How many lines in the rows below contain the word "white"? Reply with the number alone.

> _EXERCISE DATA_
Start

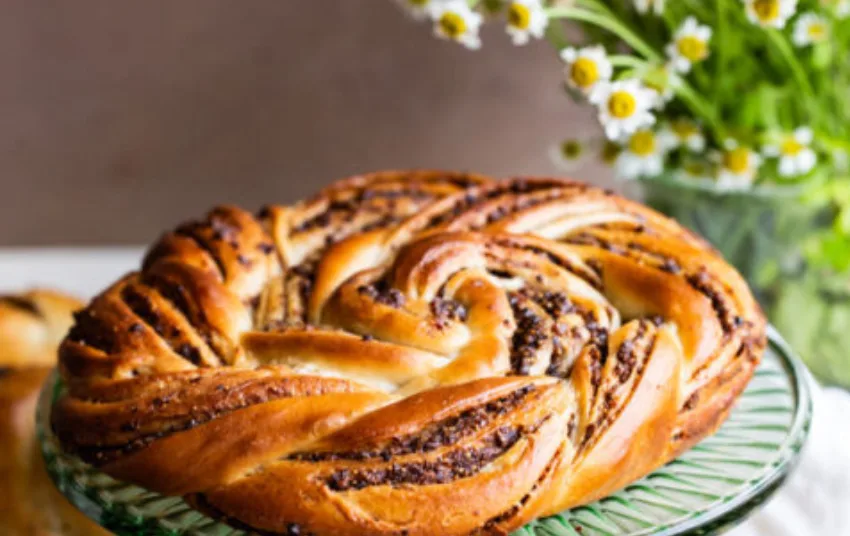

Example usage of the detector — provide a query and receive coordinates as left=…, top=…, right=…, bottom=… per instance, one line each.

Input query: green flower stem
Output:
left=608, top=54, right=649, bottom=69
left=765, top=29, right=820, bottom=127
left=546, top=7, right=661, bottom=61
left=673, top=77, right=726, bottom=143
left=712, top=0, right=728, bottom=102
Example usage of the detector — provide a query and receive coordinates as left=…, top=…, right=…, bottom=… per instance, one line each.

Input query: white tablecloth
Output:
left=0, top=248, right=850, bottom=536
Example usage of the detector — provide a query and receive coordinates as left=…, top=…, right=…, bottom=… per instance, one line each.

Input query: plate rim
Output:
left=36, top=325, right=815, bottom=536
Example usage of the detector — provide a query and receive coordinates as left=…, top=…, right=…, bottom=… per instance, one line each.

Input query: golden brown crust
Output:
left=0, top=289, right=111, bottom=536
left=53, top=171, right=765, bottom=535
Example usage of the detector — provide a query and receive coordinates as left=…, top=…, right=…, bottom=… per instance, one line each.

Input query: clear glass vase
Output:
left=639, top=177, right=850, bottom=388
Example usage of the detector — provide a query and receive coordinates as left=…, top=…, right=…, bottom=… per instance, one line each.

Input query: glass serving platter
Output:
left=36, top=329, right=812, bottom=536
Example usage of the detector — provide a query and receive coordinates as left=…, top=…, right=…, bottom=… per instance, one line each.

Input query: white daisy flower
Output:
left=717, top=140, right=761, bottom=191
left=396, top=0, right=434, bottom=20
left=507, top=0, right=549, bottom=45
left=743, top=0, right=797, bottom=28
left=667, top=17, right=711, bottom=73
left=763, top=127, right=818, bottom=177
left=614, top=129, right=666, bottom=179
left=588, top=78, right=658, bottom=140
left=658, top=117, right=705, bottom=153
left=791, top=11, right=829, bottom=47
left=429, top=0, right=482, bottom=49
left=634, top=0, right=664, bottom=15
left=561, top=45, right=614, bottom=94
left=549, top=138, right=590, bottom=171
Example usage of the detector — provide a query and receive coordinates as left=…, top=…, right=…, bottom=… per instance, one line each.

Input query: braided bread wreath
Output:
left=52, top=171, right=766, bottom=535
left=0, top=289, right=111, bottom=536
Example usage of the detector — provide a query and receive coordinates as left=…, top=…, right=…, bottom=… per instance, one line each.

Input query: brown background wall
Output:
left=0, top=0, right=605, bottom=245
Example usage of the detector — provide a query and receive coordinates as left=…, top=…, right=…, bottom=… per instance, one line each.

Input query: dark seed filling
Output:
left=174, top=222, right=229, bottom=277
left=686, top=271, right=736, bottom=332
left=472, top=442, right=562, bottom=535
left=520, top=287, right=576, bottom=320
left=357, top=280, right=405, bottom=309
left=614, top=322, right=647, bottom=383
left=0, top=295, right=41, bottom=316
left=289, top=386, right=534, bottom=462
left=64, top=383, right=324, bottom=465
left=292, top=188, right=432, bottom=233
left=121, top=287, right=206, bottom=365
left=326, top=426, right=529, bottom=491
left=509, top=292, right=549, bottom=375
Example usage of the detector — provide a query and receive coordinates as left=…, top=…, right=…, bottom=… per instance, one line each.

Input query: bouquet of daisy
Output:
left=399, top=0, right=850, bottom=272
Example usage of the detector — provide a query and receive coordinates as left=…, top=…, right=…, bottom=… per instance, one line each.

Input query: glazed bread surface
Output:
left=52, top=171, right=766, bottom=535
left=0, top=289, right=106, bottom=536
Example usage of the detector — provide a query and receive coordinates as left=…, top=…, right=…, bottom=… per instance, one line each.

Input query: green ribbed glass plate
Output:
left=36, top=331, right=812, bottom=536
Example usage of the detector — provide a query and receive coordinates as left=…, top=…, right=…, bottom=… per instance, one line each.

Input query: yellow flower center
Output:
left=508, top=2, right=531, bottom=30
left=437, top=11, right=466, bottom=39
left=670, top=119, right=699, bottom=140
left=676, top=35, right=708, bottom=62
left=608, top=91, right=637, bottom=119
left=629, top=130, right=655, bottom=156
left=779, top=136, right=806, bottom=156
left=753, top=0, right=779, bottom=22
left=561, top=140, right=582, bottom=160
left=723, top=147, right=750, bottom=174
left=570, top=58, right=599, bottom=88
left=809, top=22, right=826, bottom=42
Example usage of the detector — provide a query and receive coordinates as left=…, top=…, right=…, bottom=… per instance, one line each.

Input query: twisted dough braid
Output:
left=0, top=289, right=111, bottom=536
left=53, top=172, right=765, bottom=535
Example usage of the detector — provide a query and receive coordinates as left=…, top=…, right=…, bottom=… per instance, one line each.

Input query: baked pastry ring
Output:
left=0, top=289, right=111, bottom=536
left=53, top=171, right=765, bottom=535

End

> _RESULT OF THE TASK_
2